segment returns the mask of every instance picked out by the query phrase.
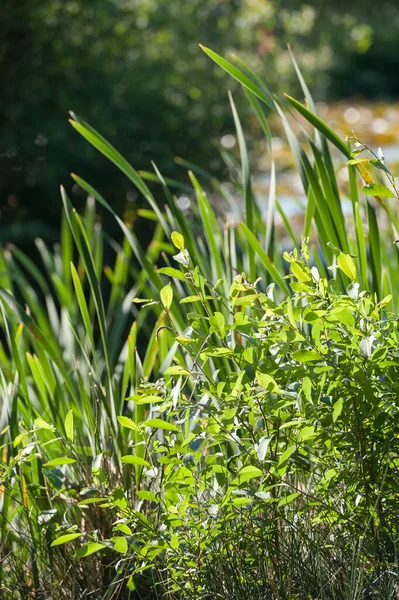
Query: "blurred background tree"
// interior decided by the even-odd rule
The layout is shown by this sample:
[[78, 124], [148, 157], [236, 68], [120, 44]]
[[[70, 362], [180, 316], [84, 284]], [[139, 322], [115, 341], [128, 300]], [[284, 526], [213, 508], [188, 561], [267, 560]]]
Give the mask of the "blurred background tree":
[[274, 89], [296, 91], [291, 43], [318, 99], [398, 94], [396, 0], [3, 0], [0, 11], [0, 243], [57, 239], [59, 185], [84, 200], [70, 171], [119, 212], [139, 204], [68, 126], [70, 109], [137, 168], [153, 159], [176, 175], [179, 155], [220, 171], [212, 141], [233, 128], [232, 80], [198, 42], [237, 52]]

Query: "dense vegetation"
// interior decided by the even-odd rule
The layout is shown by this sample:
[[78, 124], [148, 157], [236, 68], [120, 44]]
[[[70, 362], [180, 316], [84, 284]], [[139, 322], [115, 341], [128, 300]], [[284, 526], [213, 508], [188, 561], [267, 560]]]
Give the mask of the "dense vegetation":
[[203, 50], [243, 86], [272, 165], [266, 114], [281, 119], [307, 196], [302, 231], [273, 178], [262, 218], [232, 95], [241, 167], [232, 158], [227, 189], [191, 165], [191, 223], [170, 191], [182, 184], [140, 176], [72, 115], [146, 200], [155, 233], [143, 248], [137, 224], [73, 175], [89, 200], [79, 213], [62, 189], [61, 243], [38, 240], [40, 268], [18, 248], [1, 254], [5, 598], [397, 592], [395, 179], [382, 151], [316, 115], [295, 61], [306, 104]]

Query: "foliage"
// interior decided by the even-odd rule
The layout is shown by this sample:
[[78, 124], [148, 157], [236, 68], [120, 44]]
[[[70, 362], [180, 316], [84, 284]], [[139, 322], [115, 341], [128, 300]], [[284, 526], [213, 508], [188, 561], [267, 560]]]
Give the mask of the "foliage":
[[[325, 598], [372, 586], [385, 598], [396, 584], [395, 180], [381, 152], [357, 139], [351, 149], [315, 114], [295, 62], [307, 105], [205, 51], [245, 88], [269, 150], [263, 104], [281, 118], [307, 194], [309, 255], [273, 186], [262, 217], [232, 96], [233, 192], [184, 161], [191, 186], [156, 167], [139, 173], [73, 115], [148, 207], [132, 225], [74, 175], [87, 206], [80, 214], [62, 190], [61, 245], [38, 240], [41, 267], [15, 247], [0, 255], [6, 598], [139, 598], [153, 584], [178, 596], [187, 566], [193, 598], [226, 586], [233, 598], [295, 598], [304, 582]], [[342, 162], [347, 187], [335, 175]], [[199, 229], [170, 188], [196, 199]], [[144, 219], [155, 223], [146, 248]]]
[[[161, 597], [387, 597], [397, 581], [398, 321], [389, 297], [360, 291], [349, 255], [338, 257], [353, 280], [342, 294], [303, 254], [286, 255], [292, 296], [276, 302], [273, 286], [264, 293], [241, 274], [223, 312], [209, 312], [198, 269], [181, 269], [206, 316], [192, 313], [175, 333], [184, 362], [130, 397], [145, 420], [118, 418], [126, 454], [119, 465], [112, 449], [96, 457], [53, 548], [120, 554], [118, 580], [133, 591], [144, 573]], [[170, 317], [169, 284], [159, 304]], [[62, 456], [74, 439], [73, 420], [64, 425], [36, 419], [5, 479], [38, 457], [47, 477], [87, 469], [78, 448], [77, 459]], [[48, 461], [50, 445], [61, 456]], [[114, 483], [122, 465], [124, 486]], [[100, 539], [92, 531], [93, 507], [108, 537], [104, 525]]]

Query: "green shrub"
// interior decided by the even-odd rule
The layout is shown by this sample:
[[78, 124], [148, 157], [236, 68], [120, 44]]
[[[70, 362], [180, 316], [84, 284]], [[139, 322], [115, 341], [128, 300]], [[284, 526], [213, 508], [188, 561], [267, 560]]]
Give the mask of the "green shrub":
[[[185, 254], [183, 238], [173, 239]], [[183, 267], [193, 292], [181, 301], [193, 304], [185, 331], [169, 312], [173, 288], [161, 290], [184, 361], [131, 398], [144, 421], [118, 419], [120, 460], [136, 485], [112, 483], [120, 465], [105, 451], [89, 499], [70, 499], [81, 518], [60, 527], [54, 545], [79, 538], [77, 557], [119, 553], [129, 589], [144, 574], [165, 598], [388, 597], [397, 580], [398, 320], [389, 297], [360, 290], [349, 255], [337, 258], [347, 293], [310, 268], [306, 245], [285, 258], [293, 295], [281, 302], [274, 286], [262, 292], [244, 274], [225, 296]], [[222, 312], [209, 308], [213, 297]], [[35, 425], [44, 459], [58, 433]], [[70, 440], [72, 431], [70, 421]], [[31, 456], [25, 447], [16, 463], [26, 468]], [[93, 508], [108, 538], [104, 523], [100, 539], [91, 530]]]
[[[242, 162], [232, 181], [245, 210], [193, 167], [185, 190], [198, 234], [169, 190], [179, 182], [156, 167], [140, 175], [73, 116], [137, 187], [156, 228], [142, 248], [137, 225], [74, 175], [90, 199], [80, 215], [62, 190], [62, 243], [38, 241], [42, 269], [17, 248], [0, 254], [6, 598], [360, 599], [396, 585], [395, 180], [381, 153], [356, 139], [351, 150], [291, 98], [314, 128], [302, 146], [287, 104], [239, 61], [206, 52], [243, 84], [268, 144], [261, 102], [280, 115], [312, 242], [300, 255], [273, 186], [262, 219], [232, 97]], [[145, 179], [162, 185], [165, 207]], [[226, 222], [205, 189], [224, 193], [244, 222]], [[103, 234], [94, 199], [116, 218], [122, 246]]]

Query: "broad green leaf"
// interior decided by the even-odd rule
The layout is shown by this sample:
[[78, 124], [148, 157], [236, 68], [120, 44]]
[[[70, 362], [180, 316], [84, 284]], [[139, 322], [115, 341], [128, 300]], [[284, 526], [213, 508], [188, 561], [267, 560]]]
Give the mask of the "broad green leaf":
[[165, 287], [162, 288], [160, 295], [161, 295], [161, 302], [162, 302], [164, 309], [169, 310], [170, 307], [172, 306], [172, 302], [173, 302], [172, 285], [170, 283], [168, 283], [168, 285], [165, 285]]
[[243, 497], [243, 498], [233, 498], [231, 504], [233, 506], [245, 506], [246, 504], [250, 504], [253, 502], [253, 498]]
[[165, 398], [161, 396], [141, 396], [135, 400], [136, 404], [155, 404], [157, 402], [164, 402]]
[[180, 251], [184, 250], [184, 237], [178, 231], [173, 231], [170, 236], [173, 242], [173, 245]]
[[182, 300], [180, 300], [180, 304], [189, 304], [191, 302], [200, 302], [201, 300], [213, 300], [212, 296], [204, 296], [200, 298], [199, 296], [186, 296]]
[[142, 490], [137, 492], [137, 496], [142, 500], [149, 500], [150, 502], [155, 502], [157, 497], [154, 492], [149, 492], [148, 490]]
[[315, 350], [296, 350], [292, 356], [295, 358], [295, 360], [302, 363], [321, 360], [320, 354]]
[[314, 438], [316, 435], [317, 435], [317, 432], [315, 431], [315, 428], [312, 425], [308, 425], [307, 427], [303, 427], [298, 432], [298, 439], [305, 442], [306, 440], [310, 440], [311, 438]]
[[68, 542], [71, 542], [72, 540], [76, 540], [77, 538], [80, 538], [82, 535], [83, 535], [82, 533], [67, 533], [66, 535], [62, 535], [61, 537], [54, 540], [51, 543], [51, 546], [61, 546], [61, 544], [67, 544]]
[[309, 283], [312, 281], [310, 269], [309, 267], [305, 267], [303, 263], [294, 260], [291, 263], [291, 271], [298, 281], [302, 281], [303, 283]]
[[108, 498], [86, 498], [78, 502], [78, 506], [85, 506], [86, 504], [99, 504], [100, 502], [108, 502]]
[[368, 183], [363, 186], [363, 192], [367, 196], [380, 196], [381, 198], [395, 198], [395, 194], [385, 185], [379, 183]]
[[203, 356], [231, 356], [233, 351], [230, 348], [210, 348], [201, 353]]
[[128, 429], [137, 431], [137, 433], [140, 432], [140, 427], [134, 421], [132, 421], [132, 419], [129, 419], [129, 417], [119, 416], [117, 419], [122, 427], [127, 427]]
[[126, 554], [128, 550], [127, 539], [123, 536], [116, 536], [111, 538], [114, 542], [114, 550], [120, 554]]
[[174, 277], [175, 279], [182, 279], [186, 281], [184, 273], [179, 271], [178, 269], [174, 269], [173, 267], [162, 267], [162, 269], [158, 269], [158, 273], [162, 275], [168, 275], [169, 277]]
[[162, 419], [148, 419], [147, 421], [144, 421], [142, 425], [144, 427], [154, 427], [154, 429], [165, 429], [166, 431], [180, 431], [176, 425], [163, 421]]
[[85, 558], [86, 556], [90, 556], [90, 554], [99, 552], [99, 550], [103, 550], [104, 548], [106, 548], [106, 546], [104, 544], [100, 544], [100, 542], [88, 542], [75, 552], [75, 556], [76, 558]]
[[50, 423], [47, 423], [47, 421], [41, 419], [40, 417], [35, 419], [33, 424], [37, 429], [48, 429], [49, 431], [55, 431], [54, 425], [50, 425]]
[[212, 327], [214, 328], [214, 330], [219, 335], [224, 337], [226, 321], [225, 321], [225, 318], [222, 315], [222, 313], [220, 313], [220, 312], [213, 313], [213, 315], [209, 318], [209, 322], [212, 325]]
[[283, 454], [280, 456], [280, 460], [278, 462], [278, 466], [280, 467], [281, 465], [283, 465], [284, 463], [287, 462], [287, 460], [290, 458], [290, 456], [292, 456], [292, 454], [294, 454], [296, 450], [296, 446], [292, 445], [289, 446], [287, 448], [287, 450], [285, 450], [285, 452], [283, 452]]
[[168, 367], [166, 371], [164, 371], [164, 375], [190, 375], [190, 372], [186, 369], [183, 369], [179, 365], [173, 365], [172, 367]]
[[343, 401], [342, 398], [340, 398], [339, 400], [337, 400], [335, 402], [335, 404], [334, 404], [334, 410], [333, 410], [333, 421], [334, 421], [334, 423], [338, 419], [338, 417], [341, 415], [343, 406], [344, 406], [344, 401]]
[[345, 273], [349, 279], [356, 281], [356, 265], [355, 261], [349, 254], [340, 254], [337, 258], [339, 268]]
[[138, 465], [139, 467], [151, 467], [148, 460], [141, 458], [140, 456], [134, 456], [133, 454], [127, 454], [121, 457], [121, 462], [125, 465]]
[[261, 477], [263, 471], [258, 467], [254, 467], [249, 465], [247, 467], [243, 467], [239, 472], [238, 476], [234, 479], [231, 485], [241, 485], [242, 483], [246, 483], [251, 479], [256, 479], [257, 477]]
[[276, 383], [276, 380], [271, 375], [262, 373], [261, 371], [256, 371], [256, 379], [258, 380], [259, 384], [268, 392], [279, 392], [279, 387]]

-*-*-

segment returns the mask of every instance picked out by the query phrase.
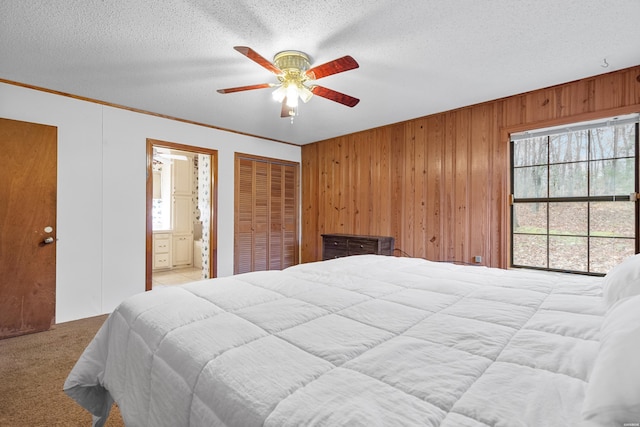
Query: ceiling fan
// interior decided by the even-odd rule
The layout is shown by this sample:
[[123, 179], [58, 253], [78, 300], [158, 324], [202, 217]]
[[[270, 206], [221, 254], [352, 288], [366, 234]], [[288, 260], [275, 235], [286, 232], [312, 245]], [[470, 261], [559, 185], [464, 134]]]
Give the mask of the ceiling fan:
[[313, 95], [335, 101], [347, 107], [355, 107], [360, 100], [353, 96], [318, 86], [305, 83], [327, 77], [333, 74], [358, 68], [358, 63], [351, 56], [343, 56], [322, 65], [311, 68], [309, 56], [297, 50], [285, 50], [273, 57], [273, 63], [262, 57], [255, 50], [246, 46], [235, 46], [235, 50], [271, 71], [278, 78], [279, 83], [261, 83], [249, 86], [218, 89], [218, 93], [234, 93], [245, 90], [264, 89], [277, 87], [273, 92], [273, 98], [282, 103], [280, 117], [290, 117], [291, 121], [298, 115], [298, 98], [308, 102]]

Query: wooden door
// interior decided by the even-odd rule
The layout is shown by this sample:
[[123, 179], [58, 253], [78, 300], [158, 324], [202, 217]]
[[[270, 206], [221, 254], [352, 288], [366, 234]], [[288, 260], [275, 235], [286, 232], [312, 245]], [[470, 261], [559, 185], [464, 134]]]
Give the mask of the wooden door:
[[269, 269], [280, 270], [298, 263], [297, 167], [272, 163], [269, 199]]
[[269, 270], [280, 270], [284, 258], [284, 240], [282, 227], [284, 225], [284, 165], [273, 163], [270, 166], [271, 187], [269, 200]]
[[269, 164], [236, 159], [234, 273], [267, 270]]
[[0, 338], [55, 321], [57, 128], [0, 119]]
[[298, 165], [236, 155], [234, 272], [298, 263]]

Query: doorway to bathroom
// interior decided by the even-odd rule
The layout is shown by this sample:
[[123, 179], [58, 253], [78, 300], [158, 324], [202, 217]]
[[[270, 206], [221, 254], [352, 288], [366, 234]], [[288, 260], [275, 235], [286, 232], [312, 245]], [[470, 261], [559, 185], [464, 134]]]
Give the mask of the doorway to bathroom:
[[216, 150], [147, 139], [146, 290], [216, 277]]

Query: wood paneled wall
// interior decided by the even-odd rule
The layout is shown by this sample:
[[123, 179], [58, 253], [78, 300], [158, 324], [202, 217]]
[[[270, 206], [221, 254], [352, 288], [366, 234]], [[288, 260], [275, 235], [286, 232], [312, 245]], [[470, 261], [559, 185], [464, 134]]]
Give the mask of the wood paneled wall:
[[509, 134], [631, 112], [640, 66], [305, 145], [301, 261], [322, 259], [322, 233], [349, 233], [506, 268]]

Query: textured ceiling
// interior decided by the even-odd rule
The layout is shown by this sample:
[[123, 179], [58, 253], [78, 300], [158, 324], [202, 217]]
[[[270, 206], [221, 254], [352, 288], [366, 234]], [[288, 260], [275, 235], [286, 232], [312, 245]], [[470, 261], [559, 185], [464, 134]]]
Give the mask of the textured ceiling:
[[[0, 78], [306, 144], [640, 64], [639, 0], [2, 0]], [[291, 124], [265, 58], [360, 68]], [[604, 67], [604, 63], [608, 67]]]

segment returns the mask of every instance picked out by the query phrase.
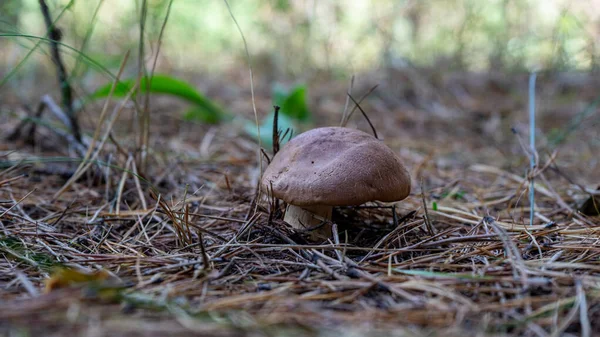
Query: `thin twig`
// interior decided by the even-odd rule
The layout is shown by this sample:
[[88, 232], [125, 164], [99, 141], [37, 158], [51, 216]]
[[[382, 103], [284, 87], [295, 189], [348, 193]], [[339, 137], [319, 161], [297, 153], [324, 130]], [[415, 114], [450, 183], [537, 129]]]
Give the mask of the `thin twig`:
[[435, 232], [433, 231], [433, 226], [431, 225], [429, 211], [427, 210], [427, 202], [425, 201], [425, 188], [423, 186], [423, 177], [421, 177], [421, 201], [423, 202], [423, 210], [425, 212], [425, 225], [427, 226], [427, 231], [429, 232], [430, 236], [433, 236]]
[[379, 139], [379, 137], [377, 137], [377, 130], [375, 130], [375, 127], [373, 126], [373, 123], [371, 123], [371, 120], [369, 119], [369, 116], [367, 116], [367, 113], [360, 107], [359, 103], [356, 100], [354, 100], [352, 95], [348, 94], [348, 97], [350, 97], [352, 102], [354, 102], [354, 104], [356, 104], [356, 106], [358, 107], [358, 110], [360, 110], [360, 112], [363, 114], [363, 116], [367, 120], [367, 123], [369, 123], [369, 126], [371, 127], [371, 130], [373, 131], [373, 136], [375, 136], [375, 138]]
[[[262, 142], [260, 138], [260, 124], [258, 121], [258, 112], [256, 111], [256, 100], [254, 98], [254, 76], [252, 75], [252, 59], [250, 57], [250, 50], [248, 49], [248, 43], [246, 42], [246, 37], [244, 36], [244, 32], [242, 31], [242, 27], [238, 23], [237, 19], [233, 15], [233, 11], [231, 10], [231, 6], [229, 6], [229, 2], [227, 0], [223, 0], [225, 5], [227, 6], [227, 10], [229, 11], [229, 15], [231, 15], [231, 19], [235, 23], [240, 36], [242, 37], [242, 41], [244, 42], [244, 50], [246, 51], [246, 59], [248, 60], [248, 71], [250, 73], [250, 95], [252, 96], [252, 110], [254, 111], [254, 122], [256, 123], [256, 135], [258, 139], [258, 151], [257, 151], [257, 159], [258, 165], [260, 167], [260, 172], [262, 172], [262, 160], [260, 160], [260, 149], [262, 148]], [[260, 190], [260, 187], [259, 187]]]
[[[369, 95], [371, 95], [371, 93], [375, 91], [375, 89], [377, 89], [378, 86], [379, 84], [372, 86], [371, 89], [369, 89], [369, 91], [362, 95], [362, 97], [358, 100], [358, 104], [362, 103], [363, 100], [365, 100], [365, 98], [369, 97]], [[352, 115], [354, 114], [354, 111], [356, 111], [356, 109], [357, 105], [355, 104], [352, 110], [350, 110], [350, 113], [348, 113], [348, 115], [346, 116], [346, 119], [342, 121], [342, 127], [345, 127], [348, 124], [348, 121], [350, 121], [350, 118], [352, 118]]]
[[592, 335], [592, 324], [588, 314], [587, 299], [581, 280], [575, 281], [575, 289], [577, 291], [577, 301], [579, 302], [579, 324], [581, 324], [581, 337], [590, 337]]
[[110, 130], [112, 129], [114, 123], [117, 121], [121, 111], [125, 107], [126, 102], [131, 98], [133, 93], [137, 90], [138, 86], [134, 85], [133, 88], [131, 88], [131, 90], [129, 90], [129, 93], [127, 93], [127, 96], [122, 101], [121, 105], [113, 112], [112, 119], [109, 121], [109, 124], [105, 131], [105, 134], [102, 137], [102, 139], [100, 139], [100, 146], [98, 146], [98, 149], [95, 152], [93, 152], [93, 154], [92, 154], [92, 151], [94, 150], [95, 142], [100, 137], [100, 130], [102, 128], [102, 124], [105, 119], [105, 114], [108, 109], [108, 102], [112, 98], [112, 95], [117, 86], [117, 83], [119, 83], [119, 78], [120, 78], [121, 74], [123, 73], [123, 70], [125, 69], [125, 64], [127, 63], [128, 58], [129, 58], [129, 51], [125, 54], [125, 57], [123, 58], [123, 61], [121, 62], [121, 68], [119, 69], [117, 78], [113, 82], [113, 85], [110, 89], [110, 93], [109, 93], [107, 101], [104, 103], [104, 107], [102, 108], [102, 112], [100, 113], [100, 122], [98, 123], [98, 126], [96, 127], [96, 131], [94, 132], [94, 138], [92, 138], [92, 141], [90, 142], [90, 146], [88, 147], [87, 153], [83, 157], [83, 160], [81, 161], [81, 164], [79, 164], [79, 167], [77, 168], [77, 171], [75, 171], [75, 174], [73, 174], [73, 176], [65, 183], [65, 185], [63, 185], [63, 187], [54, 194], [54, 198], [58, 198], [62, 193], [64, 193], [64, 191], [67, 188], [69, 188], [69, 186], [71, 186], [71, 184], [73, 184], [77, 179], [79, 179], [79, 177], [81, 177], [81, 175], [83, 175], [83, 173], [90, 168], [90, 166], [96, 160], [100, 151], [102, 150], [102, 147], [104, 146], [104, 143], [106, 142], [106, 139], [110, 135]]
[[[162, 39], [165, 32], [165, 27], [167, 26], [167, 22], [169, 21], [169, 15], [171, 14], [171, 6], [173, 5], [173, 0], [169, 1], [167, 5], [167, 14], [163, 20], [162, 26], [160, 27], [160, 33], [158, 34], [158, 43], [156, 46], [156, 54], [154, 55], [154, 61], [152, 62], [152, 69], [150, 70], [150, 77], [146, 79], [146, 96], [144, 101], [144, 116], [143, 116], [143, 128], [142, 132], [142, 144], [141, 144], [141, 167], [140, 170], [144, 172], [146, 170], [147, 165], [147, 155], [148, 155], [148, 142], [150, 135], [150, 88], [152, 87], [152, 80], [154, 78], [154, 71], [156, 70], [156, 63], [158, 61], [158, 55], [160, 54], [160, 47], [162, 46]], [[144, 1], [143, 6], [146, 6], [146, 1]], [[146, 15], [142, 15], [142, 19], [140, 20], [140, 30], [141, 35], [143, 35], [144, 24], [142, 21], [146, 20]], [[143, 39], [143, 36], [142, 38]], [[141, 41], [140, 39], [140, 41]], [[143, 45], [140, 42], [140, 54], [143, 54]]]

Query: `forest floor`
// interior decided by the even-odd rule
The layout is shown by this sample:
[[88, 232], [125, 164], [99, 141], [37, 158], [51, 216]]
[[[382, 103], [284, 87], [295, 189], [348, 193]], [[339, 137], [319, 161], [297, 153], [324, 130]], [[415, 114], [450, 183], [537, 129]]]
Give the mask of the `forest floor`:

-*-*-

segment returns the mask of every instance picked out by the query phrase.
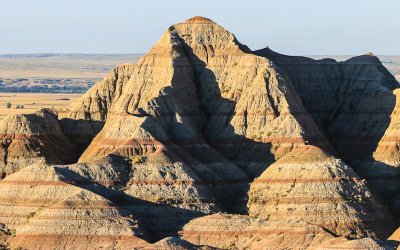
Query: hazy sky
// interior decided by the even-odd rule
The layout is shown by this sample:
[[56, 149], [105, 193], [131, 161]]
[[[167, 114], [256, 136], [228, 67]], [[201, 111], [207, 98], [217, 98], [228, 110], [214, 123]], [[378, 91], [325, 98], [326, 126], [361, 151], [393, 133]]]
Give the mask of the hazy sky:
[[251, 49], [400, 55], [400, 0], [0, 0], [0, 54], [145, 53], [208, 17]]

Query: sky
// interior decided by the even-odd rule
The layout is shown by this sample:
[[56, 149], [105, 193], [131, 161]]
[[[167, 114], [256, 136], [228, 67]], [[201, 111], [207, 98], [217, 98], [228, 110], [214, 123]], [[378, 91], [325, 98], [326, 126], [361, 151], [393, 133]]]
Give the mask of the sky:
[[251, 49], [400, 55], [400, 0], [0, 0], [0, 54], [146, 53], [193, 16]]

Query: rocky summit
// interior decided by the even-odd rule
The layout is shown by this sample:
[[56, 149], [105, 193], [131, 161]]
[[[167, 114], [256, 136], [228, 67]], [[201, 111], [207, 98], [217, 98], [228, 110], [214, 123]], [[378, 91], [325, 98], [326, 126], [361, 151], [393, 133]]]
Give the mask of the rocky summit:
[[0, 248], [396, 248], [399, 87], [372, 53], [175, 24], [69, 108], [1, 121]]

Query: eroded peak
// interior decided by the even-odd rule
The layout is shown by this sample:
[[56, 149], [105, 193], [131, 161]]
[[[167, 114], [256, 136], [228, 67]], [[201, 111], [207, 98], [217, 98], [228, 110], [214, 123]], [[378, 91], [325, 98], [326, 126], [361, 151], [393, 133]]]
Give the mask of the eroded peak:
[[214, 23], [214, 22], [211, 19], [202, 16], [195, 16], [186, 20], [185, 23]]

-*-*-

▶ _TASK PROMPT_:
Pick out all lines from the data above in which the word "floor" appears.

▶ _EXERCISE SOLUTION_:
Query: `forest floor`
Give the mask of the `forest floor`:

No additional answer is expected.